Long term scalp exerciser

Post by Andy » Sat Jun 17, 2017 6:59 pm

Hi all

I can't remember exactly how long I've been doing the scalp exercise, but it's been about 11-12 years. I'm pleased to say that I've still got a complete scalp full of hair and regularly get complemented on my hairs thickness.
I just wanted to share some things that may help others.

About 10 years ago, I took some acne medication as I was taking protein powder and getting acne on my body. This medication is your hairs worst enemy and shortly after my hair went thin and and falling out at a great rate. The scalp exercise didn't stop this hair loss. I did some research and it turns out a lot of people were able to reverse the effects of this drug induced hair loss by taking 5000 mcg biotin supplements. There is a lot of low dosage stuff out there that isn't effective. This stuff helped my case.

Ive done the scalp exercise on and off for the last 11-12 years and at times haven't done it for many months at a time. It does become obvious when I haven't done it for a long time as my hair slowly thins and becomes difficult to manage. Every time I start the scalp exercise, it only takes a few months to get my hair to perk up again.

When doing the scalp exercise, I find it's most effective if I stand up and watch myself in the mirror. I can't seem to achieve a pumped feeling while lying down. I used to do the exercise for a full 10 minute stint but found my muscles would become efficient and wouldn't pump up as much. So now I'll exercise for 2 minutes, rest for 15 seconds then repeat until I've done the 10 minutes. I've done this for the last few months and find I can achieve a pump every time. I also do it every second day. I find if I do it everyday, again, I don't get as good as a pump. By doing it this way, I find the first couple of minutes my scalp isn't as easy to move but a couple of minutes in, my scalp loosens up. By giving the scalp 15 seconds of rest, I can feel the blood drain from the scalp, enabling me to pump it up again.

I used to be obsessed with form, ie contract the muscles fully, but I've found that this isn't nessessary. Instead, by looking in the mirror, I only focus on my scalp moving back and forwards and not what my eye brows are doing. I visualise my scalp moving forward and back as much as possible and find I don't actually have to contract the muscles as much to achieve this. This also helps with achieving a pump. I vary speed a lot, starting slowly then towards the end of the 2 minute set I get faster and faster. Then stop for the 15 seconds rest.

#### [ABOUT THIS TASK]
Turn the paragraph of the forum post that begins "When doing the scalp exercise" into a short bulleted list that keeps its main facts. The items below come from a different source than the forum post.

#### [DATA EXTRACTS]
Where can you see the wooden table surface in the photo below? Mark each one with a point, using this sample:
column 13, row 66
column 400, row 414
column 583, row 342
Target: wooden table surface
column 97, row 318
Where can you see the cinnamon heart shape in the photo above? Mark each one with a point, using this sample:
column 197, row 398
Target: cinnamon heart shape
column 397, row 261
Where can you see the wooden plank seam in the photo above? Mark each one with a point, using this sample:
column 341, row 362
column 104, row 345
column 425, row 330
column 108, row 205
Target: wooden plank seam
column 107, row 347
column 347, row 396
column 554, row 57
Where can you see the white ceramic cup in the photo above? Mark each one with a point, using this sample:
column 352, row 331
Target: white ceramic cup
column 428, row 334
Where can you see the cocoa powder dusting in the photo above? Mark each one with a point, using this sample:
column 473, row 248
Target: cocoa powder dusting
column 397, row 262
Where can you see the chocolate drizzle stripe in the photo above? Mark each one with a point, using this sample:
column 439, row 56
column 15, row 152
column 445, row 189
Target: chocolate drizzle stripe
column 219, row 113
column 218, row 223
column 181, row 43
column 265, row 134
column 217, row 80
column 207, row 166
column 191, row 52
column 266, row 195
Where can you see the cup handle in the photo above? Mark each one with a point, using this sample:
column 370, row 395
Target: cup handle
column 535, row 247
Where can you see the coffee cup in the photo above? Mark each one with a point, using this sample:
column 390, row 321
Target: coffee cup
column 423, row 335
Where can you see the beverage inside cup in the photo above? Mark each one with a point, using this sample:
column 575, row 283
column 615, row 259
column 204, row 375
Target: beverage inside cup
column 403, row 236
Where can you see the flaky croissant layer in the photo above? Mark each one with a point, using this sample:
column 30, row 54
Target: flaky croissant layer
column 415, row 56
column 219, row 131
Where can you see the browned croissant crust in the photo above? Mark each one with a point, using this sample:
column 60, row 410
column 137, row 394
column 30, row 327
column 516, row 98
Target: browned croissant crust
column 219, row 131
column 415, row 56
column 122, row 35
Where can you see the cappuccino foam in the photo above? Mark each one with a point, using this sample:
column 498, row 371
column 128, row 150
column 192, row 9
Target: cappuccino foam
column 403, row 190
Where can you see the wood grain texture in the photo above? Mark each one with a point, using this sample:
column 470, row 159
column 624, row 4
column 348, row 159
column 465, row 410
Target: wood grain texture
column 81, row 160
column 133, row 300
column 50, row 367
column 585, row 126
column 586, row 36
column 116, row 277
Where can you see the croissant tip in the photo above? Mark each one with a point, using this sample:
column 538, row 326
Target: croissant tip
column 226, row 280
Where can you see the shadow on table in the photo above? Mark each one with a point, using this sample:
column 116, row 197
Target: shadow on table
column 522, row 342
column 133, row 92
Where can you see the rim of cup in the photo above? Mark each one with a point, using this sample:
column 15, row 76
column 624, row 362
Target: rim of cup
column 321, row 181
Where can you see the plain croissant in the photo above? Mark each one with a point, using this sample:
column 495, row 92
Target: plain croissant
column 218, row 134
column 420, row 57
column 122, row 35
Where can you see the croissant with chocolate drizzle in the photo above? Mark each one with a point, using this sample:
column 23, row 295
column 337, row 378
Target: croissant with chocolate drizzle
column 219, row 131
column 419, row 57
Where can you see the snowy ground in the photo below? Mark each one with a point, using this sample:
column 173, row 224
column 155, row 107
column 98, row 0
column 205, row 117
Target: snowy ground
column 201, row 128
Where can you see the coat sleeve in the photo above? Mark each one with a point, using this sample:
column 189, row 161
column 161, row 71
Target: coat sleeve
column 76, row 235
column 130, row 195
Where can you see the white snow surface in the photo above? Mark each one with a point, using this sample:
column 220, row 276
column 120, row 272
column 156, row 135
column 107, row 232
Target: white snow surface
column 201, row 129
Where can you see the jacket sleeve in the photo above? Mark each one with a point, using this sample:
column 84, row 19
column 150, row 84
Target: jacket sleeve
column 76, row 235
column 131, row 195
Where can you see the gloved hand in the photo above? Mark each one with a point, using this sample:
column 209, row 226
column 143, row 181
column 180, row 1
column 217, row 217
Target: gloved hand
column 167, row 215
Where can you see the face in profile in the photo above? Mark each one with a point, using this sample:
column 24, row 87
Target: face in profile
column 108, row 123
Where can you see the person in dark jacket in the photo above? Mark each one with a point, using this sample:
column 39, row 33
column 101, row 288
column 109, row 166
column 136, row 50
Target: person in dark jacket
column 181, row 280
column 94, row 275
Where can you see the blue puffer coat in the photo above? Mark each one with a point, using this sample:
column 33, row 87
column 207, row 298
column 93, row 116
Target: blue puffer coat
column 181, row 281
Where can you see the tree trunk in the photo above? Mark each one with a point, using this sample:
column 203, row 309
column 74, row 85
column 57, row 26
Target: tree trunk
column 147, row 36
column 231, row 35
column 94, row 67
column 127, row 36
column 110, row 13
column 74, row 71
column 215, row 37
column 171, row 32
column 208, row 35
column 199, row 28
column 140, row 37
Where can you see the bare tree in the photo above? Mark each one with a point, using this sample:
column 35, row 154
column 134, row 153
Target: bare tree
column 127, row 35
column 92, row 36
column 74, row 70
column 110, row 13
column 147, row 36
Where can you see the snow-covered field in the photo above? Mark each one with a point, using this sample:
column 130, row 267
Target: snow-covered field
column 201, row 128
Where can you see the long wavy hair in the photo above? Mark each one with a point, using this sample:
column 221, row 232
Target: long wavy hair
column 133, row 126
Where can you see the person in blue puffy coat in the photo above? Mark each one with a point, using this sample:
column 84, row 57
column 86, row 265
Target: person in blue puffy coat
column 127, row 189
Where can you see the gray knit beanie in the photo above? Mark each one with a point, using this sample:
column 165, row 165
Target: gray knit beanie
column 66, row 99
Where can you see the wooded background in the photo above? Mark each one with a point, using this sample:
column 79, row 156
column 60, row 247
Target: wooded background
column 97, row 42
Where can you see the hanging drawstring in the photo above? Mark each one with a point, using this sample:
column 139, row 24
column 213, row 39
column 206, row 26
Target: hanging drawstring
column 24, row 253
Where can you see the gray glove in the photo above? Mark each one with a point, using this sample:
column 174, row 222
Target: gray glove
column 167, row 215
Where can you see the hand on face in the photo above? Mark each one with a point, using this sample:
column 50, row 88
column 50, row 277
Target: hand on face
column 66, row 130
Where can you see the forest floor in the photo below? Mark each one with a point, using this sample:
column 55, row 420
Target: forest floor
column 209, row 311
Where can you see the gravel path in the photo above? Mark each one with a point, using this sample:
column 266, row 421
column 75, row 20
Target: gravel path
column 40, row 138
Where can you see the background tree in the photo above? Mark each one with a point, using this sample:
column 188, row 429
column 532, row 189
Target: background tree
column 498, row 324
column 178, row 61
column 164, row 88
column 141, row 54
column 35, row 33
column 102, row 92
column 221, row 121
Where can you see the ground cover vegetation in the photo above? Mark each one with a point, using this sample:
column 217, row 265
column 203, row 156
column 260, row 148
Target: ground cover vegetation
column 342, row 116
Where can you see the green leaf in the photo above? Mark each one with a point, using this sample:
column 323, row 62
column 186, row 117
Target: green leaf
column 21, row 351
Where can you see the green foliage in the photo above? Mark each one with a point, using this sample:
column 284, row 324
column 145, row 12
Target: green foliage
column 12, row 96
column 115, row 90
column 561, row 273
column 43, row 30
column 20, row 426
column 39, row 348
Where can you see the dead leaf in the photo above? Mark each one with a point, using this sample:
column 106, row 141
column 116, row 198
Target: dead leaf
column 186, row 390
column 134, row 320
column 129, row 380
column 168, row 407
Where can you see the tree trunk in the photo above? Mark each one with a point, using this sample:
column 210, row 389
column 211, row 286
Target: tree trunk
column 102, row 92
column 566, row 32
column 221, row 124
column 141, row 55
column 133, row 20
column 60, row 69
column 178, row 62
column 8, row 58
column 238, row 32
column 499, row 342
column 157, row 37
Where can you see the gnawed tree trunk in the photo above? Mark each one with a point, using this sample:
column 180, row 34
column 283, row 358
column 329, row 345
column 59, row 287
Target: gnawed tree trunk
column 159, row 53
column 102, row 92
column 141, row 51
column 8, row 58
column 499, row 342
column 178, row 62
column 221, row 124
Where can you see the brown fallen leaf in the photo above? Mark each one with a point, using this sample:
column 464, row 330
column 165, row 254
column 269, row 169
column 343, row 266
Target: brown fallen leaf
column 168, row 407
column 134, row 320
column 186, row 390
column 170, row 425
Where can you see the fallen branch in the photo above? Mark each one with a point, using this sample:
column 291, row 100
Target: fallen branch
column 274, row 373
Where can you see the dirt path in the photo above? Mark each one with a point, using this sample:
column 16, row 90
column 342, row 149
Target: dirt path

#### [RESPONSE TO THE TASK]
- Works best standing up and watching in the mirror; a pumped feeling can't be reached lying down.
- A single 10-minute session stopped working well because the muscles became efficient and pumped up less.
- Current routine: 2 minutes of exercise, 15 seconds of rest, repeated until 10 minutes are done. In the last few months this has produced a pump every time.
- Done every second day, since daily sessions give a weaker pump.
- The scalp is hard to move for the first couple of minutes, then loosens up.
- The 15-second rest lets blood drain from the scalp so it can be pumped up again.